▶ _Records excerpted from a collection_
BEGIN

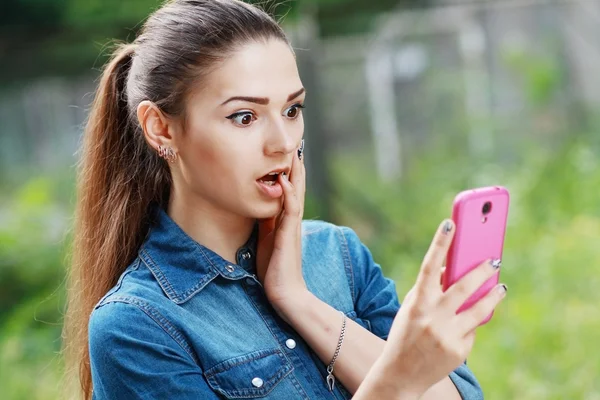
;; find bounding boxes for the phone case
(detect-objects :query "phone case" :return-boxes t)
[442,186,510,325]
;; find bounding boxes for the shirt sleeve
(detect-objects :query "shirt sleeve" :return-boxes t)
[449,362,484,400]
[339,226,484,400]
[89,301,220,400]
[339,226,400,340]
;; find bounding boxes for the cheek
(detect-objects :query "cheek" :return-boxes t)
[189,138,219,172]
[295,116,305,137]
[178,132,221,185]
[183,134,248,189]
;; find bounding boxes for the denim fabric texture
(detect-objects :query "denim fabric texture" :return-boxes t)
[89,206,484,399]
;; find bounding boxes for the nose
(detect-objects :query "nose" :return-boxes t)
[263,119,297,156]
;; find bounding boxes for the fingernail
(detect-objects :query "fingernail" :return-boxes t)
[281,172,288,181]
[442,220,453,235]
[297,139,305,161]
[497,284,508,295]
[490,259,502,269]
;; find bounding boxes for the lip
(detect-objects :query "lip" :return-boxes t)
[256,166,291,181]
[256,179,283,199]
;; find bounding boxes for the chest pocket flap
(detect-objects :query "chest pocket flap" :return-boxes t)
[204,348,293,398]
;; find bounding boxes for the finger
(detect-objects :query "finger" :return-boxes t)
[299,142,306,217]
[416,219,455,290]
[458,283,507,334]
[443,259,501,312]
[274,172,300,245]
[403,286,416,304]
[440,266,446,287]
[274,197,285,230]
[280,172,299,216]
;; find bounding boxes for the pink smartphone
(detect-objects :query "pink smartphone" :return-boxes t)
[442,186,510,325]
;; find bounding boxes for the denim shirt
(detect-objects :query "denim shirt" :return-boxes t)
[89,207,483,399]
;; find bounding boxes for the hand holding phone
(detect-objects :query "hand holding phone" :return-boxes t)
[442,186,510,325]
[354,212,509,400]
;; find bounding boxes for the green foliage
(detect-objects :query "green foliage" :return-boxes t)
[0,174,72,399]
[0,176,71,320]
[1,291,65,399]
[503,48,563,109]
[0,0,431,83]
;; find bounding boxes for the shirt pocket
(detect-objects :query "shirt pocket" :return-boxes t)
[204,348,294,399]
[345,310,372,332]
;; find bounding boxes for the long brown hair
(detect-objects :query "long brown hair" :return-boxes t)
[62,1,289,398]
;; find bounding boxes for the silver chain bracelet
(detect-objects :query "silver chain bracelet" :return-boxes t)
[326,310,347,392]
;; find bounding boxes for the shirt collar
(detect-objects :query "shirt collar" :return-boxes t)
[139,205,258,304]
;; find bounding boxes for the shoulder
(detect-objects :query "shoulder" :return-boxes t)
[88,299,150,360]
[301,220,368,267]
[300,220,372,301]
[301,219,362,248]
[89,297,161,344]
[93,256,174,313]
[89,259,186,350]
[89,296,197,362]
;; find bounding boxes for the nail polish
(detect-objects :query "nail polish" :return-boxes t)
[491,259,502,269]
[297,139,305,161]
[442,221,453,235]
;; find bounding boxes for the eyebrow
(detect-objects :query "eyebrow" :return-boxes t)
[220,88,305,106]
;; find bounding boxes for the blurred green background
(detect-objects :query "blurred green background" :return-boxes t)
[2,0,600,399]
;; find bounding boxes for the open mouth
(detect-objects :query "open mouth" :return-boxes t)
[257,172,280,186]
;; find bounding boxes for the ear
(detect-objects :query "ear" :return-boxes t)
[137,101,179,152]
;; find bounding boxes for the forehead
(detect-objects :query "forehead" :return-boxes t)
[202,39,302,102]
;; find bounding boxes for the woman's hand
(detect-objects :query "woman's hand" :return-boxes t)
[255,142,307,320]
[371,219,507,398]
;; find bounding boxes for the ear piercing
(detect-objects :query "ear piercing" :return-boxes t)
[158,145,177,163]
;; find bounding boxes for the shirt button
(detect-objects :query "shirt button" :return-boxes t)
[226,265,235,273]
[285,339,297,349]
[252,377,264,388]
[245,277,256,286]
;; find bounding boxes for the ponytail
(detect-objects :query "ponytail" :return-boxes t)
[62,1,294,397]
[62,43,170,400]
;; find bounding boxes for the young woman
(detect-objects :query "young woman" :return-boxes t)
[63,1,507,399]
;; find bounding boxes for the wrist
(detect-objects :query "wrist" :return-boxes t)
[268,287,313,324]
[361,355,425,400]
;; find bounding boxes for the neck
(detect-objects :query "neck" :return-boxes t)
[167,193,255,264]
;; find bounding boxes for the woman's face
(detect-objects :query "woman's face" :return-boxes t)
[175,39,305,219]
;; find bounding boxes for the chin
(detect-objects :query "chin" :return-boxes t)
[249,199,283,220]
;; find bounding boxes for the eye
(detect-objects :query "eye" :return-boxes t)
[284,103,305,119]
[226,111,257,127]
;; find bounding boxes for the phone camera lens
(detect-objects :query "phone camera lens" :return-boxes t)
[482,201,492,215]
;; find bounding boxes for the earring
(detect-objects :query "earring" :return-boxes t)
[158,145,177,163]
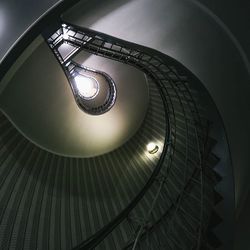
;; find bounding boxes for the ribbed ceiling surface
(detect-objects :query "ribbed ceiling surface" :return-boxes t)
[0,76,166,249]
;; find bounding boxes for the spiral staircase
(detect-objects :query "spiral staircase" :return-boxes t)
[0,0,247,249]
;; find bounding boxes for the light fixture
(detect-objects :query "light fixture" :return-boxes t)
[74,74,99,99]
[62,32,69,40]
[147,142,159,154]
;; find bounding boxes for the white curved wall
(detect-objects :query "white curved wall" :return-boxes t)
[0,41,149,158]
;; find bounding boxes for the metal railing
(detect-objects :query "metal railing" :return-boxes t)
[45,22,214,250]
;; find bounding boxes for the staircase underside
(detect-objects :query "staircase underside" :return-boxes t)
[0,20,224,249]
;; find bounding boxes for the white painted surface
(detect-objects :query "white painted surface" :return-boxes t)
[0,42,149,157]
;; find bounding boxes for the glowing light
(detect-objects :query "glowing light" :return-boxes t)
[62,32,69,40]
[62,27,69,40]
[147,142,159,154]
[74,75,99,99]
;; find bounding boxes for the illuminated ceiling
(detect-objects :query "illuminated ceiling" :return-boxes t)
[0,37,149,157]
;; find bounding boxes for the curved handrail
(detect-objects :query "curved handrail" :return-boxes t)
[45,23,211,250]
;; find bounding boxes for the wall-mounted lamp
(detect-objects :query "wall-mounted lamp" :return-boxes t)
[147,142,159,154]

END
BEGIN

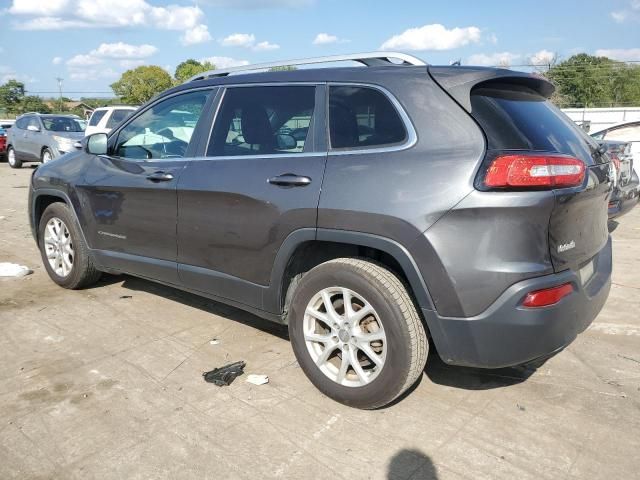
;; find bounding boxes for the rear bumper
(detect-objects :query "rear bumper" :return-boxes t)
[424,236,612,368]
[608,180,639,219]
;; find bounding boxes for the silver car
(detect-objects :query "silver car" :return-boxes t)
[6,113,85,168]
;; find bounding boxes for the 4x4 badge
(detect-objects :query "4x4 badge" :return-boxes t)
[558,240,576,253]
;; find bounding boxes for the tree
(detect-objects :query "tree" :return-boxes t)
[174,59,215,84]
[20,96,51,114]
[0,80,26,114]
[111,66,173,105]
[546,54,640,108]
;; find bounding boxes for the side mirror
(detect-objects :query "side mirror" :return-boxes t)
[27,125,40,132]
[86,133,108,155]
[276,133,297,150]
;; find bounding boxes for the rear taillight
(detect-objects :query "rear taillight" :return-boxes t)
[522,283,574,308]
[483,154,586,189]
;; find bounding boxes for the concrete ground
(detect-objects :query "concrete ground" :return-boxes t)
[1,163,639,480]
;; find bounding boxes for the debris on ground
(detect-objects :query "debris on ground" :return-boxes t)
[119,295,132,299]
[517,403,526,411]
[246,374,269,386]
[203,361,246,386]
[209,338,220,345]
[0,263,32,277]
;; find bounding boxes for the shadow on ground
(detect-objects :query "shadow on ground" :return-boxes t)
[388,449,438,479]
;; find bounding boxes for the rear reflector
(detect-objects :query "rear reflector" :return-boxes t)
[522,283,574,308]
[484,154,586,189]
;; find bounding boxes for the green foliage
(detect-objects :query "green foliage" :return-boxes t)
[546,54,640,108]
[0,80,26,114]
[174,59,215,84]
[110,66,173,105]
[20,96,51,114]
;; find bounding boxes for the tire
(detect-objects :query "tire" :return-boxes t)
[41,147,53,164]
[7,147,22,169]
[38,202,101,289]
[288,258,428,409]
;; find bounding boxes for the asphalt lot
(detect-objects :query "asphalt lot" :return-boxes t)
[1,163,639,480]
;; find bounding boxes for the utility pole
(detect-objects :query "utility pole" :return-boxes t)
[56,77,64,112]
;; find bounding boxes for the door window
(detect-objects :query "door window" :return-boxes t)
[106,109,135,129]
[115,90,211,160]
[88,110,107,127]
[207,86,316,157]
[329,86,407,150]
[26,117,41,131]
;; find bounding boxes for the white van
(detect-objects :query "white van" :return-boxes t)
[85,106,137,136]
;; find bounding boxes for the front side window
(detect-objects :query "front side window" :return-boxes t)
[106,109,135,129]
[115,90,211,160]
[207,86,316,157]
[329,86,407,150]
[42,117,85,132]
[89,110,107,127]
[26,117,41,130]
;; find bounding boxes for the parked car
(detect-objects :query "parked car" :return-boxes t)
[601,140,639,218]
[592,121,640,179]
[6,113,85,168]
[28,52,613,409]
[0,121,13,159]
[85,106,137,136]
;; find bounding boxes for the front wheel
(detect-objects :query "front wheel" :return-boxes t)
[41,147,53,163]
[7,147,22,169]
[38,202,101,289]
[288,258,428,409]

END
BEGIN

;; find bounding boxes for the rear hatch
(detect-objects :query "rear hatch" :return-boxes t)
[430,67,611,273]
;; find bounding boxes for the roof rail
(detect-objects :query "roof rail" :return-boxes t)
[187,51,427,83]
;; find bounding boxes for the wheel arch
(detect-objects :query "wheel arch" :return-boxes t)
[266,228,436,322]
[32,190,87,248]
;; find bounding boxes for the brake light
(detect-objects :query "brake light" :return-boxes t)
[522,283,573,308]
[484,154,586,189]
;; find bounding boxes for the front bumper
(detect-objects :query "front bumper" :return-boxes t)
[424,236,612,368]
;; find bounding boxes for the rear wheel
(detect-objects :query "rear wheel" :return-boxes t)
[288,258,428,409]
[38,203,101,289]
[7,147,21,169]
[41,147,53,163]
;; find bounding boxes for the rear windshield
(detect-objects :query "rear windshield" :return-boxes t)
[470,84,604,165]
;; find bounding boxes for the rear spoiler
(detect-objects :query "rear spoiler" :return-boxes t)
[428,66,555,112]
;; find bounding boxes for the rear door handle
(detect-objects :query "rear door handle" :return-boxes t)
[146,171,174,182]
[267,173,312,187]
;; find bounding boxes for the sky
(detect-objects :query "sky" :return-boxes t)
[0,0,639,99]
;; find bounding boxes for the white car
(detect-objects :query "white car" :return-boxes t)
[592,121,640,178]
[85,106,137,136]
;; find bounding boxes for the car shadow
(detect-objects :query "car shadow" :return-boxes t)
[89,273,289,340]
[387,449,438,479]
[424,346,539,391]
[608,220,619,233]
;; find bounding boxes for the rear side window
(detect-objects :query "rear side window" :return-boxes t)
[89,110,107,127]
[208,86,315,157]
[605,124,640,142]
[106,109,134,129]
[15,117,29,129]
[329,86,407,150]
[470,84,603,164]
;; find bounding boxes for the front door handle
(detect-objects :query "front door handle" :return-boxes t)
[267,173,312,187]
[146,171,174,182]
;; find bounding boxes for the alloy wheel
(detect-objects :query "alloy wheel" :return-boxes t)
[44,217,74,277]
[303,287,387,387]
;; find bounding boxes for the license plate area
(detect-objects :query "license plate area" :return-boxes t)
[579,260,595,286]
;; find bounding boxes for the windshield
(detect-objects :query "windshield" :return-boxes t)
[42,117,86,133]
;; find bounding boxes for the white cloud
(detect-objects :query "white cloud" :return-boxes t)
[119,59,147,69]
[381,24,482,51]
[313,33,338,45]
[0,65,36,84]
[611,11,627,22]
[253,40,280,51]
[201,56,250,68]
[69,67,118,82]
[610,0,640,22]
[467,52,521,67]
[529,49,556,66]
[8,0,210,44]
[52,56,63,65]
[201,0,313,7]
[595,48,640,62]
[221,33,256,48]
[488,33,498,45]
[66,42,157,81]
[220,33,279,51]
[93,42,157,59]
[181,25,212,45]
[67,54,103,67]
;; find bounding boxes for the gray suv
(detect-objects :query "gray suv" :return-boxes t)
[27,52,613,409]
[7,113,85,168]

END

From the entries above, return exactly the line containing "the open mouth", the line containing "the shirt button", and all lines between, and nothing else.

;; find bounding boxes for the open mouth
(detect-objects :query "open mouth" :return-boxes t)
[257,172,280,186]
;; find bounding boxes for the ear
(detect-objects :query "ear" :return-boxes t)
[137,101,179,152]
;; find bounding boxes for the forehead
(detect-objects :query "forehead" :return-boxes t)
[202,39,302,102]
;; find bounding boxes for the woman's hand
(detect-objects :query "woman's hand" :return-boxes t)
[255,142,307,320]
[371,219,507,398]
;; find bounding boxes for the ear piercing
(detect-objects :query "ear piercing" :return-boxes t)
[158,145,177,163]
;; find bounding boxes for the shirt button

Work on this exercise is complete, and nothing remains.